DATA PROVIDED:
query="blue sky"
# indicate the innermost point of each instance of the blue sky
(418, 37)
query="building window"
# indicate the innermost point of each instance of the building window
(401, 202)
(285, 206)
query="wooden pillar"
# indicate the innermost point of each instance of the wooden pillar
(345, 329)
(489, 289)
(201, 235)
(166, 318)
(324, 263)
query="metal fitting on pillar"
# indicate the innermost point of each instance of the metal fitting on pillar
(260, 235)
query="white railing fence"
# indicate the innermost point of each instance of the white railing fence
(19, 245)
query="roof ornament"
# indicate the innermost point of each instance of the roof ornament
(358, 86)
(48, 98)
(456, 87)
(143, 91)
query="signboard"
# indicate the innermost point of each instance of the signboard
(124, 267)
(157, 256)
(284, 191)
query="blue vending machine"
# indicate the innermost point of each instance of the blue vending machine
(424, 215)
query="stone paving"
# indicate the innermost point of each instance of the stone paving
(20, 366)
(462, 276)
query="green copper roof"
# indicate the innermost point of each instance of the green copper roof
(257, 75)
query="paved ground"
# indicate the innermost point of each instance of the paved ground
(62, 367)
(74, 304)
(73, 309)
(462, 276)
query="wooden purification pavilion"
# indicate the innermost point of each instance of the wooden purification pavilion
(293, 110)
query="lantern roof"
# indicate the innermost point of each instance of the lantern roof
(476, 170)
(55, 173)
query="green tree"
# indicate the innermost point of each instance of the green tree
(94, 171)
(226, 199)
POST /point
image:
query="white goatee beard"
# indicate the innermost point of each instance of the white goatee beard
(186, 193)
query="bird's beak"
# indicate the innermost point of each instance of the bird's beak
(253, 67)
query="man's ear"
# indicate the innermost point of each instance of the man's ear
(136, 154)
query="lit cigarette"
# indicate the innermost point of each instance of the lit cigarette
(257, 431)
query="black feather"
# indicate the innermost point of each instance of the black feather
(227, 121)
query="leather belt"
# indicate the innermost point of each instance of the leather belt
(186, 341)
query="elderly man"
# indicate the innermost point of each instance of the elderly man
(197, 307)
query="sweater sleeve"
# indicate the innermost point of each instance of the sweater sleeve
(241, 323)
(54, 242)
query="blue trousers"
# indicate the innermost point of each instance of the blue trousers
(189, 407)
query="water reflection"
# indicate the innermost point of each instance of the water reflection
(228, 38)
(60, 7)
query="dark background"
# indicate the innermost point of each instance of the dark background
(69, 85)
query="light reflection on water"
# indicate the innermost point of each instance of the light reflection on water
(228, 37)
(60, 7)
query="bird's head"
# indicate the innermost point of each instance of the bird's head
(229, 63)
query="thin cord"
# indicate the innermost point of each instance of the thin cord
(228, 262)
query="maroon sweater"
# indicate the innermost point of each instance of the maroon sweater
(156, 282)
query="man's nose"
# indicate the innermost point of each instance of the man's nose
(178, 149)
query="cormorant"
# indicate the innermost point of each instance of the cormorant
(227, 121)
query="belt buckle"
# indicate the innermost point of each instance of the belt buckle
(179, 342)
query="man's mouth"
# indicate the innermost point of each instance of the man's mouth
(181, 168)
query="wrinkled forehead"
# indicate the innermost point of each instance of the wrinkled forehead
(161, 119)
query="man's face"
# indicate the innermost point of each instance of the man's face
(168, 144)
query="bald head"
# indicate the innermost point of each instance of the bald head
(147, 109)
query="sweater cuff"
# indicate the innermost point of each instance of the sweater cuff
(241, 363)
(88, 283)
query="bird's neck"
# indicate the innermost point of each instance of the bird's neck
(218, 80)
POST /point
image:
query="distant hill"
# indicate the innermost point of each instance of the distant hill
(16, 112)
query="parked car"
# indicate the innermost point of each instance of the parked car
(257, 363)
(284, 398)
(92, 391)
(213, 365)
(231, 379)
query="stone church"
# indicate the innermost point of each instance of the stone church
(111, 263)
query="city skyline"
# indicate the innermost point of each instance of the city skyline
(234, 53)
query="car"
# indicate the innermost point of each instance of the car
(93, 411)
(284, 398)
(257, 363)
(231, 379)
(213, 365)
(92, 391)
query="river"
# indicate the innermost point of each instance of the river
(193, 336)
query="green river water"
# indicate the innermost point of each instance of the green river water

WHAT IS BEING ASKED: Write out each entry above exactly as it is written.

EXERCISE RESULT:
query="blue sky"
# indicate the innermost point of each instance of the blue sky
(418, 37)
query="building window"
# indicate the innermost point of each instance of the building window
(401, 202)
(285, 206)
query="wooden pillar"
# indicate the innermost point of each instance of the wooden pillar
(345, 329)
(489, 289)
(201, 235)
(166, 318)
(324, 263)
query="metal fitting on pillar"
# indicate the innermost point of each instance of the metal fitting on pillar
(260, 235)
query="white railing fence"
# indicate the innermost point of each instance of the white railing fence
(19, 245)
query="roof ornament"
# indicate the innermost point of each instance of the roof ornament
(358, 86)
(48, 98)
(456, 87)
(143, 91)
query="signboard"
# indicate the innermost point of each instance of the signboard
(124, 267)
(157, 256)
(284, 191)
query="blue vending machine"
# indicate the innermost point of each instance of the blue vending machine
(424, 215)
query="stone paving"
# indicate the innermost point of each instance of the stone paving
(20, 366)
(462, 276)
query="green copper roof"
# indicate the innermost point of each instance of the green copper roof
(257, 75)
query="paved ground"
# indicate the innermost point of each instance of the paved ground
(62, 367)
(74, 304)
(73, 309)
(462, 276)
query="wooden purification pavilion"
# indicate the innermost point of each instance of the wooden purification pavilion
(293, 110)
query="lantern roof"
# indicate the innermost point of each instance of the lantern roof
(476, 170)
(55, 173)
query="green tree"
# indicate the innermost point of each instance of the green tree
(94, 171)
(226, 199)
POST /point
image:
query="white goatee beard"
# indicate the innermost point of each instance of the white goatee beard
(186, 193)
query="bird's beak"
# indicate the innermost point of each instance of the bird's beak
(253, 67)
query="man's ear"
# indicate the innermost point of each instance of the man's ear
(136, 154)
query="lit cigarette"
# indicate the innermost point of each instance of the lit cigarette
(257, 431)
query="black feather"
# indicate the innermost point of each instance of the black feather
(227, 121)
query="leather belt"
# indicate the innermost point of each instance of the leather belt
(186, 341)
query="elderly man"
# indicate the innermost point of each instance of the elderly man
(197, 307)
query="sweater sleeve"
# indicate the innermost point of each instance of the sweater sleeve
(241, 323)
(54, 242)
query="blue trousers"
# indicate the innermost point of each instance of the blue trousers
(189, 407)
query="water reflection"
# indicate the innermost point of each instance of the water reflection
(228, 38)
(60, 7)
query="dark background"
# indicate the innermost point of each instance of the dark background
(69, 85)
query="light reflection on water"
# indicate the innermost point of each instance of the light reflection on water
(228, 37)
(60, 7)
query="bird's head"
# indicate the innermost point of each instance of the bird's head
(229, 63)
query="thin cord"
# indicate the innermost point of each instance of the thin cord
(228, 262)
query="maroon sweater"
# indicate the innermost point of each instance of the maroon sweater
(156, 282)
query="man's nose"
# indicate the innermost point of each instance of the man's nose
(178, 149)
query="cormorant"
# indicate the innermost point of each instance of the cormorant
(227, 121)
query="belt buckle"
# indicate the innermost point of each instance of the belt buckle
(179, 342)
query="man's mouth"
# indicate the innermost point of each instance of the man's mouth
(181, 168)
query="wrinkled forehead"
# indicate the innermost point of each instance of the wrinkled forehead
(161, 119)
query="man's face"
# indicate the innermost point of each instance of the man's face
(168, 144)
query="bald head"
# indicate the innermost point of each instance of the bald head
(147, 109)
query="sweater cuff"
# indicate the innermost point of each instance of the sweater cuff
(241, 363)
(88, 283)
query="bird's neck"
# indicate the innermost point of each instance of the bird's neck
(218, 80)
POST /point
image:
query="distant hill"
# indicate the innermost point of each instance of the distant hill
(16, 112)
query="parked car"
# indicate the innermost point of each instance of the parked car
(257, 363)
(284, 398)
(92, 391)
(213, 365)
(231, 379)
query="stone church"
# indicate the innermost point of each instance of the stone church
(111, 263)
query="city skyline"
# indicate the innermost point of each instance of the city skyline
(234, 53)
query="car"
# indicate the innermost point of each instance of the car
(93, 411)
(284, 398)
(257, 363)
(231, 379)
(213, 365)
(92, 391)
query="river"
# indicate the innermost point of each instance of the river
(193, 336)
query="green river water"
# indicate the innermost point of each instance of the green river water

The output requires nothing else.